=== TASK ===
The output must reproduce each line of the data word for word.

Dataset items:
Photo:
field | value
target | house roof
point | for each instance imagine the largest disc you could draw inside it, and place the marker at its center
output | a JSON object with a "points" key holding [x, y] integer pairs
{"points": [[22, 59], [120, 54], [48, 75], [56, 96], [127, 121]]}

=== SOLUTION ===
Photo:
field | value
target | house roof
point | for each instance imagine the largest disc you could draw inside it, and place the marker at its center
output | a JSON object with a "points" key holding [x, y] integer pairs
{"points": [[22, 59], [120, 54], [48, 75], [56, 96], [127, 121]]}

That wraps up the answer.